Consigne écrite:
Relevez toutes les lignes des items qui contiennent le mot « leaf », en les recopiant sans modification.

>>

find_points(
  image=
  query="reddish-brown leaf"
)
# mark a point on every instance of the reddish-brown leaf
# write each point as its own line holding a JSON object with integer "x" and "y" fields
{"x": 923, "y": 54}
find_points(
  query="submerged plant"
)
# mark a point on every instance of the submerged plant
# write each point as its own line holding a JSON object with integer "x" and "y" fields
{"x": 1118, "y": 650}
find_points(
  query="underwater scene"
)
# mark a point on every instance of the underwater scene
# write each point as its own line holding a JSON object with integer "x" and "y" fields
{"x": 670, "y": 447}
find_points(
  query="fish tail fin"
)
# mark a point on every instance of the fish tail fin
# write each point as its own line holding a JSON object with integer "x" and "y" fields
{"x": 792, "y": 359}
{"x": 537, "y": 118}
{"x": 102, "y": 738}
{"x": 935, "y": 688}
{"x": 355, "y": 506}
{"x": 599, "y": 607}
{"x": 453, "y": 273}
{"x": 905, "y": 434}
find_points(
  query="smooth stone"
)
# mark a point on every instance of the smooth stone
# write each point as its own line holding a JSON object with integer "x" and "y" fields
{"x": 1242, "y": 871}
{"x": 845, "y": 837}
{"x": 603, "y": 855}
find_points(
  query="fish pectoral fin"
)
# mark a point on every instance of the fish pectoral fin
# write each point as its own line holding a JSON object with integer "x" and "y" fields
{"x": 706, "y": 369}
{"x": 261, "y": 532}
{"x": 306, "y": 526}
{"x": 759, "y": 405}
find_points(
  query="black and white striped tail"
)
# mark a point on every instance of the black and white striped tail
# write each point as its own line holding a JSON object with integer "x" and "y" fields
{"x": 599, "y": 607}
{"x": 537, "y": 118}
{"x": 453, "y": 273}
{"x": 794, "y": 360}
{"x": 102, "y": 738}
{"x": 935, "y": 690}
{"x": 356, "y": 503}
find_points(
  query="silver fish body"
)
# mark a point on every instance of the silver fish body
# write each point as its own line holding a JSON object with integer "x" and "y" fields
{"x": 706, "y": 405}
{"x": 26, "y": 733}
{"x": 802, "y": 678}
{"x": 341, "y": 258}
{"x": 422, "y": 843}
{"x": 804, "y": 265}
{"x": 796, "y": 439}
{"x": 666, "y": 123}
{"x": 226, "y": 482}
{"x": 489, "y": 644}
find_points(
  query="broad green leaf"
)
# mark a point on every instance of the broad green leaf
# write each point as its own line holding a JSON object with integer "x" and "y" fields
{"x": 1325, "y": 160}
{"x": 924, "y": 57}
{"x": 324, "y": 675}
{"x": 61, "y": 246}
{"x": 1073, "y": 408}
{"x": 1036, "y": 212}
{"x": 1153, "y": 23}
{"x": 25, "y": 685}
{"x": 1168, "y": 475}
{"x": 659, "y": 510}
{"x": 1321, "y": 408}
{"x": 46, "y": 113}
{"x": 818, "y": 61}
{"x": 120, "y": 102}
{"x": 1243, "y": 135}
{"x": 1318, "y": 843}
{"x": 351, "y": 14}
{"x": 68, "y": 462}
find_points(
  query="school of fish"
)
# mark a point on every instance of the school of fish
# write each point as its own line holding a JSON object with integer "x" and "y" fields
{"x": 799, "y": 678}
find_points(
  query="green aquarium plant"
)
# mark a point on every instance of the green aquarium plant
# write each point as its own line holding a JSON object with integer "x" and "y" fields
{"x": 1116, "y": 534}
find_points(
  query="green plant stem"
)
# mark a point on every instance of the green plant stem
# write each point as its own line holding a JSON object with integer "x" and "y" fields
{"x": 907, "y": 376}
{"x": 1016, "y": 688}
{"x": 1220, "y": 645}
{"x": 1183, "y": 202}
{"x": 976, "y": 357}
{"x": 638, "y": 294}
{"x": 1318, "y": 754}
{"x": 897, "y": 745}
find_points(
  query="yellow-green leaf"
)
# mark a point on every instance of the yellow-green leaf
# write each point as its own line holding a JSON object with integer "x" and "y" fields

<<

Réponse attendue:
  query="reddish-brown leaf"
# mark a point on every instance of the reddish-brown leaf
  query="broad green leaf"
# mark a point on every instance of the broad green leaf
  query="yellow-green leaf"
# mark a point on every instance of the yellow-green leaf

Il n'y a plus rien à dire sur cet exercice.